-------- GIVEN RECORDS

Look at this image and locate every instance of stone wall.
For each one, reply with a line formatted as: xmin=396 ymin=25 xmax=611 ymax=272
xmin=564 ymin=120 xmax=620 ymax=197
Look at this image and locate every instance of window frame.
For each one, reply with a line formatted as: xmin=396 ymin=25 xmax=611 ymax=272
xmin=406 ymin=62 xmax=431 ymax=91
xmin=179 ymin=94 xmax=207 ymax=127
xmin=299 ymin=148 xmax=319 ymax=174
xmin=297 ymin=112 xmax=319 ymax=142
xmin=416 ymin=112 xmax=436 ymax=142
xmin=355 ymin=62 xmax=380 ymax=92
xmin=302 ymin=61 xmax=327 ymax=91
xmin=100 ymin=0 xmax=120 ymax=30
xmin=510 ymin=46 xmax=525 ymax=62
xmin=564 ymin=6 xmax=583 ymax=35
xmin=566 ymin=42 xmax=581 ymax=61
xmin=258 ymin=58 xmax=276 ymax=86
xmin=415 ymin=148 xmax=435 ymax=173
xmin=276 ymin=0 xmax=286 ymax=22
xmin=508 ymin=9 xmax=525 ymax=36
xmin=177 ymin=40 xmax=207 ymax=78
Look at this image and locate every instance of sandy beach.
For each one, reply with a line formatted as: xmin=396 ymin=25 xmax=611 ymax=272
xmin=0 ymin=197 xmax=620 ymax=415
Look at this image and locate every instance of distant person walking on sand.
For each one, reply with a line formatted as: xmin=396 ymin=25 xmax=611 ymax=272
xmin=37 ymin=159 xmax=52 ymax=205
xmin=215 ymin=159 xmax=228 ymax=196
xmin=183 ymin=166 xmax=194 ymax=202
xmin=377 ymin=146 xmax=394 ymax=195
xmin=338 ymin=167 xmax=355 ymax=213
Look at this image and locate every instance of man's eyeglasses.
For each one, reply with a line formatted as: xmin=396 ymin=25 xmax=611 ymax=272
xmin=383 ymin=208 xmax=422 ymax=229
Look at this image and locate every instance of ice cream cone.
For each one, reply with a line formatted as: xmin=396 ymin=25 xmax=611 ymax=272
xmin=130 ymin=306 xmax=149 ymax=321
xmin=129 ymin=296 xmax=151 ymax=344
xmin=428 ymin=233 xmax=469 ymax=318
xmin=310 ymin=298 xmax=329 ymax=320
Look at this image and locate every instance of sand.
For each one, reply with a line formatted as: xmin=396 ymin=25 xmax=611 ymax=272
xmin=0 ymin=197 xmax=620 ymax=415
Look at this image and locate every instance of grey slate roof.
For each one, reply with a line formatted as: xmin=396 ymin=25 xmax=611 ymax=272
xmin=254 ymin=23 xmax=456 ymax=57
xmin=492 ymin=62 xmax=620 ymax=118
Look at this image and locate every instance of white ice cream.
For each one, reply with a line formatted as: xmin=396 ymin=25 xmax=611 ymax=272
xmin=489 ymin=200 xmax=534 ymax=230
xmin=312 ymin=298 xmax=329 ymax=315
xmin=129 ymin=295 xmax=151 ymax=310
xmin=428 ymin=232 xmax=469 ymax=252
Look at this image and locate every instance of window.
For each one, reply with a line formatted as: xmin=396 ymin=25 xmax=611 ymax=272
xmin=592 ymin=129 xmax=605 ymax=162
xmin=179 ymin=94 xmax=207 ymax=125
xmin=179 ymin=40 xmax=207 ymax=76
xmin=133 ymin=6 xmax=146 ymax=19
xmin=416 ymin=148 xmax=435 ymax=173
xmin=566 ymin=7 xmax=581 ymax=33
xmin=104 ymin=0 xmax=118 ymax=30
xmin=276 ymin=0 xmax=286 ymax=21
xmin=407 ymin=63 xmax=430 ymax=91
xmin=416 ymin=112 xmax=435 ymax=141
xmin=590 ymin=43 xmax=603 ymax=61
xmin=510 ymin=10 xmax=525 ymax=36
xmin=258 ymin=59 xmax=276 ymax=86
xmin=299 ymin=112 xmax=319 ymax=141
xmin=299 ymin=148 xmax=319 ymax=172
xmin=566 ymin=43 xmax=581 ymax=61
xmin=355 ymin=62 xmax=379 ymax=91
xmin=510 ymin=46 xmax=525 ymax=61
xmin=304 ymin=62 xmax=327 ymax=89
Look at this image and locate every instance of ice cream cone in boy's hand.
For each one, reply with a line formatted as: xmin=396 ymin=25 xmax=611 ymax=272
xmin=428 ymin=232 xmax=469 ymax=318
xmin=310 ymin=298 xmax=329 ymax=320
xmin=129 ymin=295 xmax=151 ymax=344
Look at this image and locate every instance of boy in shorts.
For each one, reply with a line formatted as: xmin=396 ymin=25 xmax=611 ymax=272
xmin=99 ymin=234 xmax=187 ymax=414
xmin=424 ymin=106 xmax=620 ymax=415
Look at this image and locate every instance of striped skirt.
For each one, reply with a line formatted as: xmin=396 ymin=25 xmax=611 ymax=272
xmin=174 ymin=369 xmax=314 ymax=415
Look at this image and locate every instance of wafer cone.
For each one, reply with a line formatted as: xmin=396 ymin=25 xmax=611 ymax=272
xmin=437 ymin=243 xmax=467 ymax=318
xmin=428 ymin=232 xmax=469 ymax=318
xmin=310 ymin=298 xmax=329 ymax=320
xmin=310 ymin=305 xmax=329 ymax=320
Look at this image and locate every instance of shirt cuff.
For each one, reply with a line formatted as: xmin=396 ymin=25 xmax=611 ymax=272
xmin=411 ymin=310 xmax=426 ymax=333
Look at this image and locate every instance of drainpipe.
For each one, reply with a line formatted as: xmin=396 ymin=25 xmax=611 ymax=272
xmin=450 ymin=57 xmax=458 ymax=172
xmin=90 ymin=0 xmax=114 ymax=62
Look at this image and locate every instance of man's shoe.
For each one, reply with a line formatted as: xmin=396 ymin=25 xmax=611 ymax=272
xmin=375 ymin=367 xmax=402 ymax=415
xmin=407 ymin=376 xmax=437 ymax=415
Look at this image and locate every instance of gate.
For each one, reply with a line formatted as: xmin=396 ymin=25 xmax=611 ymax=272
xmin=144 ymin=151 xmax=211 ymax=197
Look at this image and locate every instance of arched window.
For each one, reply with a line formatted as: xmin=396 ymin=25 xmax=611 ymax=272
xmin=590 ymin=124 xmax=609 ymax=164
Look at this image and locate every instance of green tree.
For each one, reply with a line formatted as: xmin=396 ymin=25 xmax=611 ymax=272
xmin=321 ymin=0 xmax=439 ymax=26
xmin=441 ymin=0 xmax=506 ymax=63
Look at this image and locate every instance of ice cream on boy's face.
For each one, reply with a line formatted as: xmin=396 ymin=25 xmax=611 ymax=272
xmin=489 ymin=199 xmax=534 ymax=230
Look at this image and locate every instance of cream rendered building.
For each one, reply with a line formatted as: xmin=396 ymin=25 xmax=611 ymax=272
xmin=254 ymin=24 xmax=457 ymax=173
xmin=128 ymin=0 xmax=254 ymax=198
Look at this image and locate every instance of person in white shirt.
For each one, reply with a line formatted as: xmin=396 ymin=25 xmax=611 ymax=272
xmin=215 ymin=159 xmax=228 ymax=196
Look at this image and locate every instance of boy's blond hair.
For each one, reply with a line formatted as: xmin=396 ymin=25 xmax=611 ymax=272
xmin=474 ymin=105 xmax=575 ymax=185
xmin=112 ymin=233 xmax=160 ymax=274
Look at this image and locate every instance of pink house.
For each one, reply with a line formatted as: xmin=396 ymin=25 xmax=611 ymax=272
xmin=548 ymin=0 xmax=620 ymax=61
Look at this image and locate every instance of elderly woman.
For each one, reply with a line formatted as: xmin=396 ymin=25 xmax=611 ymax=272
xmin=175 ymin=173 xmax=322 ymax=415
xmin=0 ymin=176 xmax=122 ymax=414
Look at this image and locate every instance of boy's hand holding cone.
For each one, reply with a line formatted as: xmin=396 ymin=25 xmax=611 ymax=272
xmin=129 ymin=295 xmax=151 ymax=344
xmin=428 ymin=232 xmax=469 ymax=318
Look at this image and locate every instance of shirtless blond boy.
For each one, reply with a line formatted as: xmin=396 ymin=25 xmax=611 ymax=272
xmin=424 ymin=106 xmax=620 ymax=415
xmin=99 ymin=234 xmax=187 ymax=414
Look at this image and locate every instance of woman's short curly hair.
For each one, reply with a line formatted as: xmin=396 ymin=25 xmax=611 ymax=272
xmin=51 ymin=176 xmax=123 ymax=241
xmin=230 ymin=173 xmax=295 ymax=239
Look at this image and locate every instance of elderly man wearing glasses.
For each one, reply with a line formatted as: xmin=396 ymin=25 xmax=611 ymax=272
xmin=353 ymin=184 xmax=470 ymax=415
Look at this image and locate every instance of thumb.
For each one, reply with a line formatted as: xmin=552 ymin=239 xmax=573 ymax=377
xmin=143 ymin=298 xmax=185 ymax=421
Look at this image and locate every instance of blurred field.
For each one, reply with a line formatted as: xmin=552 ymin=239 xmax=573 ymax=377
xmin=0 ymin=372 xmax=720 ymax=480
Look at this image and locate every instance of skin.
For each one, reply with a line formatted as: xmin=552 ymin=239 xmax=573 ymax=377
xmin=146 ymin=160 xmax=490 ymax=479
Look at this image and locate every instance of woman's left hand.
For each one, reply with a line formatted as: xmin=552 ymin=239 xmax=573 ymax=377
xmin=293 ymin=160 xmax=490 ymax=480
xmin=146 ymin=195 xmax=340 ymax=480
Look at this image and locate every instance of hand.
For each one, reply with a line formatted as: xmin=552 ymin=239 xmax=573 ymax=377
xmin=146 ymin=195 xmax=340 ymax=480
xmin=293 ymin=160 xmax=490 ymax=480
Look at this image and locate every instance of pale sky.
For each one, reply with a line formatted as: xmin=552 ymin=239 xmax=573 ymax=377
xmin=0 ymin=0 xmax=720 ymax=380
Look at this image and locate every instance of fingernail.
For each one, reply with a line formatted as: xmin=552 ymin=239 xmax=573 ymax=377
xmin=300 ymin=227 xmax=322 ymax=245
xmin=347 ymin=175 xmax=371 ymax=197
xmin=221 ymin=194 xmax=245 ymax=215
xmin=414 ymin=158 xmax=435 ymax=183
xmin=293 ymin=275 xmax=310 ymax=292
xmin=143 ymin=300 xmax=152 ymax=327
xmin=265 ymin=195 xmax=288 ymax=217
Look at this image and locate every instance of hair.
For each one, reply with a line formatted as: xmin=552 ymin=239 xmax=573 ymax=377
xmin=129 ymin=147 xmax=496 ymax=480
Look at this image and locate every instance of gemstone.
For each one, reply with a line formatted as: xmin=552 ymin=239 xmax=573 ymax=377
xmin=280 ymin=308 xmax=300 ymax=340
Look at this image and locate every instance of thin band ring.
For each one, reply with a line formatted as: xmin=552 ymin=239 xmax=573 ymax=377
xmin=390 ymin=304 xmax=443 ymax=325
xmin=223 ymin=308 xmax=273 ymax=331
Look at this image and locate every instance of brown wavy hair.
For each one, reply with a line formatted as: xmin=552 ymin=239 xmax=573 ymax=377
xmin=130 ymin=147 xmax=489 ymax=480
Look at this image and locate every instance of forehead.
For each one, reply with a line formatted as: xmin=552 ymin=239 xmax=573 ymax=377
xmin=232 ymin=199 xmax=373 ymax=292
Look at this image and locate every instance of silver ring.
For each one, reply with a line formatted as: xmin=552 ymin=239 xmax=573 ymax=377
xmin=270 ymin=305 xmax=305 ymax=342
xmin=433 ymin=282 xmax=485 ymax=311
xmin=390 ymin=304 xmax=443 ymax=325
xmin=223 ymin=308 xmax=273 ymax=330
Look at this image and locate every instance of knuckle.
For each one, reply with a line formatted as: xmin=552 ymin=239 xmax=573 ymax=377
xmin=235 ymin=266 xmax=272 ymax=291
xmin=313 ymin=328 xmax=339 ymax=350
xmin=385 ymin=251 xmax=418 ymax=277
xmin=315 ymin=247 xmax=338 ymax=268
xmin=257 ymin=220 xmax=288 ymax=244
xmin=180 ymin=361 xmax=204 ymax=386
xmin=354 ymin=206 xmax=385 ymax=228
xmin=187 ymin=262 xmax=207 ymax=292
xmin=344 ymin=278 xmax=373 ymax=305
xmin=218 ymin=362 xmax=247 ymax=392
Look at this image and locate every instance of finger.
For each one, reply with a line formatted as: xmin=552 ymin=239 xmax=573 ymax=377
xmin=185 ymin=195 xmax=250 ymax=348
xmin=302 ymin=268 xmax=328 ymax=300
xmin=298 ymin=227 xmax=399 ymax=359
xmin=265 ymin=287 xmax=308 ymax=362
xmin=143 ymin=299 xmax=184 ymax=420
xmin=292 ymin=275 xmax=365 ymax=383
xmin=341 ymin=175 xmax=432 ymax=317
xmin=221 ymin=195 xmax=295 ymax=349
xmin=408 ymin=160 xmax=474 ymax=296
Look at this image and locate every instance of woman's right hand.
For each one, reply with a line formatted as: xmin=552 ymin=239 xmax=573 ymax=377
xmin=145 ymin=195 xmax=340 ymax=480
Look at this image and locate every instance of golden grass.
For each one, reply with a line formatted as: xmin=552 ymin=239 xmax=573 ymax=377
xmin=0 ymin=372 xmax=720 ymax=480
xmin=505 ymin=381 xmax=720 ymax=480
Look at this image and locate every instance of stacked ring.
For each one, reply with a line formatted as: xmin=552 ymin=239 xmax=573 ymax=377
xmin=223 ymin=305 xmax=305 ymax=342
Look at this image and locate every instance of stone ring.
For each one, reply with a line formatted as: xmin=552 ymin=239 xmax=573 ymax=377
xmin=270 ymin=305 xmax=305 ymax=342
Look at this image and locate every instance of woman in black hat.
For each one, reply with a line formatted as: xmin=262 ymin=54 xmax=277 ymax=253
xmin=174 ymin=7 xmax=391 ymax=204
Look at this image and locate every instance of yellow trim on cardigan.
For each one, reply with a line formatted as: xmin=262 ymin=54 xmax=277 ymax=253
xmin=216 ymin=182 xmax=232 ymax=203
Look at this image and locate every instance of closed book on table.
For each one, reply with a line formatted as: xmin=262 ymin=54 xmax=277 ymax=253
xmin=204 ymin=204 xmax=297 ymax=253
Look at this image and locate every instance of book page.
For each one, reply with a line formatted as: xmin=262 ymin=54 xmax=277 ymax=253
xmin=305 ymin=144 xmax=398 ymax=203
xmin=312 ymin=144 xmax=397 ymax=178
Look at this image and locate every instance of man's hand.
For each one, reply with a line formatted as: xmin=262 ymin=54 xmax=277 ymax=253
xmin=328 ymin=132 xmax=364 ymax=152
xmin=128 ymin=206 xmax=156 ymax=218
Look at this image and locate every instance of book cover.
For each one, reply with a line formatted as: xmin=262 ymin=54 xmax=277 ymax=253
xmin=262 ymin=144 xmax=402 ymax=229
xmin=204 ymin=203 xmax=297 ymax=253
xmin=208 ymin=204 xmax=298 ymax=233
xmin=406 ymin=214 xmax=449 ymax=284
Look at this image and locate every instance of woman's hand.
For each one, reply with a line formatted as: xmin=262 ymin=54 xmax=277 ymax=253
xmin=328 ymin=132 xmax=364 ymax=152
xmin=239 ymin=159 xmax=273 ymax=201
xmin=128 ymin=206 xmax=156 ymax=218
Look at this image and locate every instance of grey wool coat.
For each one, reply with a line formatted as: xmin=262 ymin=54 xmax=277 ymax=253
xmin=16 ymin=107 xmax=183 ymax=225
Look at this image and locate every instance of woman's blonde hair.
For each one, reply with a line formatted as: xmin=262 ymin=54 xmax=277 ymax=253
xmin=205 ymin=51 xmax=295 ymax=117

----------------

▶ _EXERCISE_
Starting with the line that contains "Look at this image and locate every instance of stone ring.", return each line through the last one of the data above, exactly as written and nothing more.

▶ _EXERCISE ANSWER_
Look at this image and locate every instance of stone ring.
For each one, reply with a line formatted as: xmin=552 ymin=239 xmax=573 ymax=377
xmin=270 ymin=305 xmax=305 ymax=342
Look at this image and locate every instance of woman in black hat.
For each one, reply with a line formatted as: xmin=262 ymin=54 xmax=277 ymax=253
xmin=174 ymin=7 xmax=391 ymax=204
Look at this image and locate every instance of yellow trim on cardigan.
For each one, reply with a line formatted as: xmin=262 ymin=54 xmax=277 ymax=253
xmin=216 ymin=182 xmax=232 ymax=203
Look at this image and locate every instance of closed book on table.
For each one, reply with a line formatted as: xmin=262 ymin=54 xmax=277 ymax=253
xmin=204 ymin=204 xmax=297 ymax=253
Look at this image and locate every instance of book page.
For each one, reply with a line formatted as: xmin=262 ymin=54 xmax=277 ymax=253
xmin=305 ymin=144 xmax=398 ymax=203
xmin=312 ymin=144 xmax=397 ymax=178
Look at this image and locate every instance of man's hand.
For each one, reply with a line formatted as: xmin=262 ymin=54 xmax=277 ymax=253
xmin=328 ymin=132 xmax=364 ymax=152
xmin=128 ymin=206 xmax=156 ymax=218
Look at this image and locate every instance of book cover.
For each one, reply with a line formatted as: xmin=262 ymin=54 xmax=277 ymax=253
xmin=262 ymin=144 xmax=402 ymax=229
xmin=204 ymin=203 xmax=297 ymax=253
xmin=208 ymin=204 xmax=298 ymax=233
xmin=406 ymin=214 xmax=449 ymax=284
Look at this image and locate every instance of woman's hand.
For each one, reply with a line formatted as: xmin=262 ymin=54 xmax=277 ymax=253
xmin=328 ymin=132 xmax=364 ymax=152
xmin=239 ymin=159 xmax=273 ymax=201
xmin=128 ymin=206 xmax=156 ymax=218
Look at this image and locate every instance of grey wool coat.
For each one, reply with a line formatted as: xmin=262 ymin=54 xmax=277 ymax=253
xmin=16 ymin=107 xmax=183 ymax=225
Look at this image and locate every instance of woman's blonde hair.
For each one, reply with a line formatted as: xmin=262 ymin=54 xmax=277 ymax=253
xmin=205 ymin=51 xmax=295 ymax=117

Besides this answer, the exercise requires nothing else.